[TASK]
Beginning at the line that includes "Query: yard" in the entries below, print each line exactly as it appears, through the last one.

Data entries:
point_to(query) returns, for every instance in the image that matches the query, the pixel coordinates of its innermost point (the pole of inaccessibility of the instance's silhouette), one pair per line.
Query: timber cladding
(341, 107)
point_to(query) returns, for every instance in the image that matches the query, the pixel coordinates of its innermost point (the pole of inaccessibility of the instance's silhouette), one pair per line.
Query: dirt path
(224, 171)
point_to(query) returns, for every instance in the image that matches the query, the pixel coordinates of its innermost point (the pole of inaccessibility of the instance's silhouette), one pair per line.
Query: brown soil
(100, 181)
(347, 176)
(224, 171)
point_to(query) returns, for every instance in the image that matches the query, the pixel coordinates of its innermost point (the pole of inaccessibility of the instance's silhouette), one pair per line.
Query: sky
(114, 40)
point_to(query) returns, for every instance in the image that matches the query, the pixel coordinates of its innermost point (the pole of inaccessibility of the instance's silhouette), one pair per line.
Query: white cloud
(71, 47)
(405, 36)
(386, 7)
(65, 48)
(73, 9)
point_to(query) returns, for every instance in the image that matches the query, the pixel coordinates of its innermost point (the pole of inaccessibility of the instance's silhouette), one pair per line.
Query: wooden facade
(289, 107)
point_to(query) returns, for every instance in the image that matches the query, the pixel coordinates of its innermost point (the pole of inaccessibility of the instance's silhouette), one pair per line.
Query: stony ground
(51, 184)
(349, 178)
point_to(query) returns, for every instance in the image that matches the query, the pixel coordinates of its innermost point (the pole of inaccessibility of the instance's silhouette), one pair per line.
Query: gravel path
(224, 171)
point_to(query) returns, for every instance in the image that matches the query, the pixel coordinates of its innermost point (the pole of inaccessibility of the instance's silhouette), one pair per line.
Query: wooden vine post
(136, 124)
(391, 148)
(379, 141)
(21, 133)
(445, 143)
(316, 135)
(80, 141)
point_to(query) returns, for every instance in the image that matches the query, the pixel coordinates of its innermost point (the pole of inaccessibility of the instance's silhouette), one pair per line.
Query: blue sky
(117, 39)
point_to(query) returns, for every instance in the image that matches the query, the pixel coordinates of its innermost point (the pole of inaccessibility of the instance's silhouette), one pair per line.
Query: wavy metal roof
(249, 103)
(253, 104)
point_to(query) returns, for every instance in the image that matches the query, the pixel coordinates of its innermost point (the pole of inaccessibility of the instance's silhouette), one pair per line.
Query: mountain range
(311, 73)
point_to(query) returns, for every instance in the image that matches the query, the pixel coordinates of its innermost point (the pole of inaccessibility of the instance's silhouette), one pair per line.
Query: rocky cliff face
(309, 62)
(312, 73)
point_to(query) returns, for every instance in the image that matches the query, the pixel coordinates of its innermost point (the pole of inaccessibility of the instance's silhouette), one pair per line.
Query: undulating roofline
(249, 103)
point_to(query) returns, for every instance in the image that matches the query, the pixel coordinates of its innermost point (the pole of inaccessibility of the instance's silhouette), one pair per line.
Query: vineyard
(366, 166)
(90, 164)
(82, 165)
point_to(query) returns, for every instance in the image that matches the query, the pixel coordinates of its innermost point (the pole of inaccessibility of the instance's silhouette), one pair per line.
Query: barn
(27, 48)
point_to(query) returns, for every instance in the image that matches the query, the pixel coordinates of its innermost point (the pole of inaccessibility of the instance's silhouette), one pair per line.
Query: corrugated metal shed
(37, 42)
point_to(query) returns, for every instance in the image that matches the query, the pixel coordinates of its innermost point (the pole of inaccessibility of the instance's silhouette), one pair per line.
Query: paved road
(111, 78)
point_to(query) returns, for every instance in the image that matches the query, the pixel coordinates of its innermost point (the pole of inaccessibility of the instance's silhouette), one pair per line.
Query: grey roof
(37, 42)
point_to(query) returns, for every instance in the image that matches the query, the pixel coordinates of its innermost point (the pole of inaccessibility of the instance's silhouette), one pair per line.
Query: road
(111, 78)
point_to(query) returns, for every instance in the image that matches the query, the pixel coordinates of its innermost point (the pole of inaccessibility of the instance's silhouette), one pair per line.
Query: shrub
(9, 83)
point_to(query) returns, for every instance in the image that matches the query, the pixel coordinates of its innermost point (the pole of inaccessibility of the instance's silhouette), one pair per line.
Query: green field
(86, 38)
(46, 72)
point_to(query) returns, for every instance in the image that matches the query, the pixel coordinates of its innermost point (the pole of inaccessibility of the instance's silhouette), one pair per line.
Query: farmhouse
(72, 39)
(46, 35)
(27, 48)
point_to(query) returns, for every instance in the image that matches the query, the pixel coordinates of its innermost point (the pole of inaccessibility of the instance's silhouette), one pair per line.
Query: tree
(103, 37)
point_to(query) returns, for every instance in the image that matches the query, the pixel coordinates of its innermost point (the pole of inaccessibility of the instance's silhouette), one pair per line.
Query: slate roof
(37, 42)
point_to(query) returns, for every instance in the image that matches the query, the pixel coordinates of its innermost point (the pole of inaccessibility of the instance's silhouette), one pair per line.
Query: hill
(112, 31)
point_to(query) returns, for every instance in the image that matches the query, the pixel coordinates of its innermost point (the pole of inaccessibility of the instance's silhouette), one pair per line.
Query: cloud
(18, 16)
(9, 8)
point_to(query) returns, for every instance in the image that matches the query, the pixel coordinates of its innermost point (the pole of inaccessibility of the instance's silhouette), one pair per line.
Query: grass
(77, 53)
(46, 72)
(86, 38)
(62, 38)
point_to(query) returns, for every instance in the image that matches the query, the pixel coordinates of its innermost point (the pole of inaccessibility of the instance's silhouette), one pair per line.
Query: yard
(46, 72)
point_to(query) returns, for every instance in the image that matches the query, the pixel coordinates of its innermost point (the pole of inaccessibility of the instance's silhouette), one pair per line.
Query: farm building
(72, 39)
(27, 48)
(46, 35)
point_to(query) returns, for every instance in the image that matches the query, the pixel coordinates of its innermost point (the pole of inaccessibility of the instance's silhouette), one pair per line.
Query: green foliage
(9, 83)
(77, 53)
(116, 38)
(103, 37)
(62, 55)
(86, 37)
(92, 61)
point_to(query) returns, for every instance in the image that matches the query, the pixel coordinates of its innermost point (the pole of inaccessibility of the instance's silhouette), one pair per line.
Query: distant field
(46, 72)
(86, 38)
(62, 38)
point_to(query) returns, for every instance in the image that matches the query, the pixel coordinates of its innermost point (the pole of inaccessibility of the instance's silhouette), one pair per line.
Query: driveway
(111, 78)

[TASK ANSWER]
Query: yard
(46, 72)
point_to(query) returns, for every instance in the image that matches the query, the pixel coordinates of its innermost point (the pole of inaccessibility of the instance's silhouette), one pair per line.
Query: farm building
(72, 39)
(27, 48)
(46, 35)
point_to(query) returns, for every instance in the image that matches the query, the pixel coordinates of its innermost point (the pole of inaccessibility of the instance's silhouette), one pair per line.
Query: green foliage
(9, 83)
(77, 53)
(116, 38)
(103, 37)
(62, 55)
(86, 37)
(92, 61)
point_to(query) returns, for every instance in the image that matches the query, the pixel coordinates of its innermost point (the pole of inaccessibility of the instance's silhouette), one pair per line.
Query: distant field
(46, 72)
(86, 38)
(62, 38)
point_to(query) returns, for every instance in the image that matches the query, the pixel coordinates of its innermost point (the pole of inaccessibility of the instance's silhouette), one pair per line.
Query: driveway
(111, 78)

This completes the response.